TASK TO CARRY OUT> Write out the entries again, requests included, from the line with "Expected: for every instance of the cluster" through the end of the entries. Adjust every coordinate in the answers by -119.
══ EXERCISE INPUTS ══
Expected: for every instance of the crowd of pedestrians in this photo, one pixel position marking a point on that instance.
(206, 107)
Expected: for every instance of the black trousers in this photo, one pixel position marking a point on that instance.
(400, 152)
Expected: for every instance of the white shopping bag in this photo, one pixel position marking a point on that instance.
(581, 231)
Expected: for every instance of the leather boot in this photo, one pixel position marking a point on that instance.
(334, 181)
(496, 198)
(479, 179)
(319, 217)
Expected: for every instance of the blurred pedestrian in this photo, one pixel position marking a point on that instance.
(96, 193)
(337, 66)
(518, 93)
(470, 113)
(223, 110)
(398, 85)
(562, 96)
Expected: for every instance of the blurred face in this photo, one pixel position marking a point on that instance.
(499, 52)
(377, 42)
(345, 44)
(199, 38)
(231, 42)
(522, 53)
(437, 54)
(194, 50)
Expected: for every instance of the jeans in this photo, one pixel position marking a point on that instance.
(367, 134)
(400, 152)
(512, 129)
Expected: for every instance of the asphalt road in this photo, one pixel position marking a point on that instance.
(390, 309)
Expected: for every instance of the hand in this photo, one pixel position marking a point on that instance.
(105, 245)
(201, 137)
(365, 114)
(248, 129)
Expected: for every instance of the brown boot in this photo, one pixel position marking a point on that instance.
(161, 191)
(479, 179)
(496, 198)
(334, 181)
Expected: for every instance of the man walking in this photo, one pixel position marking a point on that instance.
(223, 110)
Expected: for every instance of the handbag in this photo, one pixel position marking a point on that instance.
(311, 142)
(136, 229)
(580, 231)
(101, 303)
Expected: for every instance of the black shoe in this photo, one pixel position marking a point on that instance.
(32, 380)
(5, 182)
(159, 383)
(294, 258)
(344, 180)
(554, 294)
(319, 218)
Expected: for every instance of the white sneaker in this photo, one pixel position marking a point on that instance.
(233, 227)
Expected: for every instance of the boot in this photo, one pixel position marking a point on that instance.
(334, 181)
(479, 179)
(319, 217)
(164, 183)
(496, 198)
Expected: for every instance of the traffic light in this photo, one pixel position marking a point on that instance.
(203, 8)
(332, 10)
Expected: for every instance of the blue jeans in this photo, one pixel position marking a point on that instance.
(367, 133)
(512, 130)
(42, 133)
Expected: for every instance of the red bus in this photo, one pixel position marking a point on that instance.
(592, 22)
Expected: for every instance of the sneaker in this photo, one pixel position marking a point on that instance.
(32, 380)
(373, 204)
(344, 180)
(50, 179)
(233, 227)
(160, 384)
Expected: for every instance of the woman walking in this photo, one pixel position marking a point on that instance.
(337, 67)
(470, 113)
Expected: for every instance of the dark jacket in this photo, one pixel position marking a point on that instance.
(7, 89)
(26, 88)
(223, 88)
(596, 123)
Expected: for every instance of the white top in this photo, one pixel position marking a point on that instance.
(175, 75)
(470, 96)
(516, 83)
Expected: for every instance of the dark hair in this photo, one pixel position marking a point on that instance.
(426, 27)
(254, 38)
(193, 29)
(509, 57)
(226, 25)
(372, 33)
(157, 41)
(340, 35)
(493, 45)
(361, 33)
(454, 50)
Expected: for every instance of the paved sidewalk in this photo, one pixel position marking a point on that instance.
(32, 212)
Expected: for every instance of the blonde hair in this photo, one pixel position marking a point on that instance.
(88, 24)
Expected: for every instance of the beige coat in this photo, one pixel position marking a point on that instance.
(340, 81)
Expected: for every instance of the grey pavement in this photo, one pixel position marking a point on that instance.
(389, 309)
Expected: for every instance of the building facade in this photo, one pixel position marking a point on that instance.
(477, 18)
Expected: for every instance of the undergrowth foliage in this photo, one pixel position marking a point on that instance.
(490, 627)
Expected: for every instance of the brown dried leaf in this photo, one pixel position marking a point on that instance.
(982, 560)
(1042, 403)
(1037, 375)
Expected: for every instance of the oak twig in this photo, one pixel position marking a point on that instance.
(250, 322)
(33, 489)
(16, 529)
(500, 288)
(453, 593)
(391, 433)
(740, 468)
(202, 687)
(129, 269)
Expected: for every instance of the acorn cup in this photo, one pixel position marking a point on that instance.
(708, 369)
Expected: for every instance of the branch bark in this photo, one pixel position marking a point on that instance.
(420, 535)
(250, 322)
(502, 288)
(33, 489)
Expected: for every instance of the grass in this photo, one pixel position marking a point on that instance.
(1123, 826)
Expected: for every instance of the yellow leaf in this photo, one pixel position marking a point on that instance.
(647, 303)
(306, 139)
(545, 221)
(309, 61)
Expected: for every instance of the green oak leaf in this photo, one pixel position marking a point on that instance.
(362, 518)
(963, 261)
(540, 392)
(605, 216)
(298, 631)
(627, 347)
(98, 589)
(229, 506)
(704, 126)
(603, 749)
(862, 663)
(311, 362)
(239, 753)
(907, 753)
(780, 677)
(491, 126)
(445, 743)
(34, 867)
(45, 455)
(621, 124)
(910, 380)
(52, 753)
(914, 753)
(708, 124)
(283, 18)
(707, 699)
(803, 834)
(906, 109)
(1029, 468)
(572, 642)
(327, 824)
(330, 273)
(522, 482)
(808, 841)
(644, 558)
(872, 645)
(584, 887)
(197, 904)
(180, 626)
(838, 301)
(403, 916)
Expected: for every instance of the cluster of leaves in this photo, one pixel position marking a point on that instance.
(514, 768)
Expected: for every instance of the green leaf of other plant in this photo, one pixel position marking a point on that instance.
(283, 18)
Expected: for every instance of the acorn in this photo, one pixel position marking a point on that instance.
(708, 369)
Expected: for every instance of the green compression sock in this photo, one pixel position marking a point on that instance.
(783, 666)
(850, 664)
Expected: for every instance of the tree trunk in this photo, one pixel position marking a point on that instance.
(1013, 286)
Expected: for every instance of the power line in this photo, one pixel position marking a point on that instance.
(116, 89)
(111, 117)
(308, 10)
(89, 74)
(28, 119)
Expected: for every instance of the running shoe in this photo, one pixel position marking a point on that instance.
═══
ANSWER FOR THE TASK>
Expected: for every instance of the cluster of leaves in this photo, one pixel position marking a point on that instance.
(395, 649)
Expected: for every instance of the green leaf of other plant in this photo, one pixel position marking a point on that instance.
(164, -101)
Expected: for every instance of the acorn in this photo, one pixel position marking a point on that instance.
(589, 250)
Expected: for every instance of the green compression sock in this photo, one pixel position marking a point on that instance.
(664, 547)
(731, 545)
Expected: for every instance of the tree trunk in this photo, one pixel position marking a point on that instance.
(894, 167)
Expected: for every instance of the power line in this photo, one pixel position marking a point on that instance.
(-3, -30)
(-8, -2)
(189, -109)
(-30, -45)
(-91, 0)
Expected: for every instance of the running shoe in this photo, one pixel position marking a point on that instance.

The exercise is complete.